[WHAT IS EXPECTED] Reproduce every line of the material from the line containing "Assuming the paved" through the end, requests included, multiplying each box coordinate in the answers by 1.65 and rounding to whole numbers, halves up. Leave the numbers in the requests and their sample replies as they are.

──────── SOURCE DATA ────────

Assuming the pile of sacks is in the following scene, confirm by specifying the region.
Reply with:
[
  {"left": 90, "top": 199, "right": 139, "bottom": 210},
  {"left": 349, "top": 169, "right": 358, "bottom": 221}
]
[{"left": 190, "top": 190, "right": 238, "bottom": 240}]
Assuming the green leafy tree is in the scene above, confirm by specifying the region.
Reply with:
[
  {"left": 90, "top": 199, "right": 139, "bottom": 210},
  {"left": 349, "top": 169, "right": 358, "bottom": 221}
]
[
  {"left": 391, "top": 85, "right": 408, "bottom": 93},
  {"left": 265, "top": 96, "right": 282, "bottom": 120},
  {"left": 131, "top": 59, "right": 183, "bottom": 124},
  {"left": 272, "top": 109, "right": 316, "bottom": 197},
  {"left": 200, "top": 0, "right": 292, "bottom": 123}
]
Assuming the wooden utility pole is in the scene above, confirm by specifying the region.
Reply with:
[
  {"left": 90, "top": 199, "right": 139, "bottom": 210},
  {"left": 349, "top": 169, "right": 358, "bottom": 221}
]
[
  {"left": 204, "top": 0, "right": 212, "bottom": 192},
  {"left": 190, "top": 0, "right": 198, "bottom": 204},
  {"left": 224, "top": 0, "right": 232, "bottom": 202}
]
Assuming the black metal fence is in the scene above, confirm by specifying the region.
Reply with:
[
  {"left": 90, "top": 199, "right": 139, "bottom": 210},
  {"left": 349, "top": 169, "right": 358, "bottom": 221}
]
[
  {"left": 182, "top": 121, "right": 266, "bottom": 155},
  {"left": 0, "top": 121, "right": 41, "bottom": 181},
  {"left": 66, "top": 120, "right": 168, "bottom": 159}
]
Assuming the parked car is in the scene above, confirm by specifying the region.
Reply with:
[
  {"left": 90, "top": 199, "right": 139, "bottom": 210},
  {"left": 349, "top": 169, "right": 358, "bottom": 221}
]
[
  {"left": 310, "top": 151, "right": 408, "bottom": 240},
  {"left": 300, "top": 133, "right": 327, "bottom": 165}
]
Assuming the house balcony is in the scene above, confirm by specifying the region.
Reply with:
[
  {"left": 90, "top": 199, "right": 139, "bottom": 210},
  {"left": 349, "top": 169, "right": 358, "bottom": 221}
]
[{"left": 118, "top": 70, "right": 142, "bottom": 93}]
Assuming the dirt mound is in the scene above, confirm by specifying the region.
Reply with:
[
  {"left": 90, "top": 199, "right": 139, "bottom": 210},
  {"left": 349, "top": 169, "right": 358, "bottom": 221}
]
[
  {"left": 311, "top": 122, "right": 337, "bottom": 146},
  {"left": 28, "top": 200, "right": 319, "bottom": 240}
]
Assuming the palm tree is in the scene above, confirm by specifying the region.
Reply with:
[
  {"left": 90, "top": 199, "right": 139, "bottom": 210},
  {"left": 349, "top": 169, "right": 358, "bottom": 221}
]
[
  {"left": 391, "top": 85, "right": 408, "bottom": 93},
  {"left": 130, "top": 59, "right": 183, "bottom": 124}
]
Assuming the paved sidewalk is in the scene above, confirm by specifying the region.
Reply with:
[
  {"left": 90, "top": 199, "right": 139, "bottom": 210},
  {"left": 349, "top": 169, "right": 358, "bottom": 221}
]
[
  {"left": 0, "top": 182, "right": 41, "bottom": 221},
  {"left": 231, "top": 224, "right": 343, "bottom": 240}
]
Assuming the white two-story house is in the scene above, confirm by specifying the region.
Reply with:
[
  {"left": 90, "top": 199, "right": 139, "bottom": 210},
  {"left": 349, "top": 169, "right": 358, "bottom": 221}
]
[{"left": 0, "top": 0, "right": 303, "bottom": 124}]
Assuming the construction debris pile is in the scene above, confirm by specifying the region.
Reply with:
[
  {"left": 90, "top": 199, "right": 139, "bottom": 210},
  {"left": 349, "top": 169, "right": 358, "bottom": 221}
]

────────

[FULL OUTPUT]
Assuming the paved sidewalk is in the scene above, confirm by specifying the region.
Reply with:
[
  {"left": 90, "top": 199, "right": 139, "bottom": 210},
  {"left": 349, "top": 169, "right": 358, "bottom": 221}
]
[
  {"left": 0, "top": 300, "right": 68, "bottom": 365},
  {"left": 381, "top": 370, "right": 566, "bottom": 396}
]
Assuming the white two-story house is in the scene above, confirm by specifying the region.
Reply with:
[
  {"left": 90, "top": 199, "right": 139, "bottom": 210},
  {"left": 349, "top": 169, "right": 358, "bottom": 221}
]
[{"left": 0, "top": 0, "right": 500, "bottom": 205}]
Assuming the construction debris pile is in the scene above, confirm by specifying the region.
Reply with:
[
  {"left": 90, "top": 199, "right": 139, "bottom": 210},
  {"left": 349, "top": 169, "right": 358, "bottom": 221}
]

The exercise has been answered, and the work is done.